◆ What you will do
Go through the data below and retype all of it exactly.

◆ Data provided
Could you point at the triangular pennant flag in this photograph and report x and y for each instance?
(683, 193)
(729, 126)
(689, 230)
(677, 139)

◆ Your response
Could you point at the triangular pennant flag in this photograph and report x and y for each instance?
(683, 193)
(729, 126)
(689, 230)
(677, 139)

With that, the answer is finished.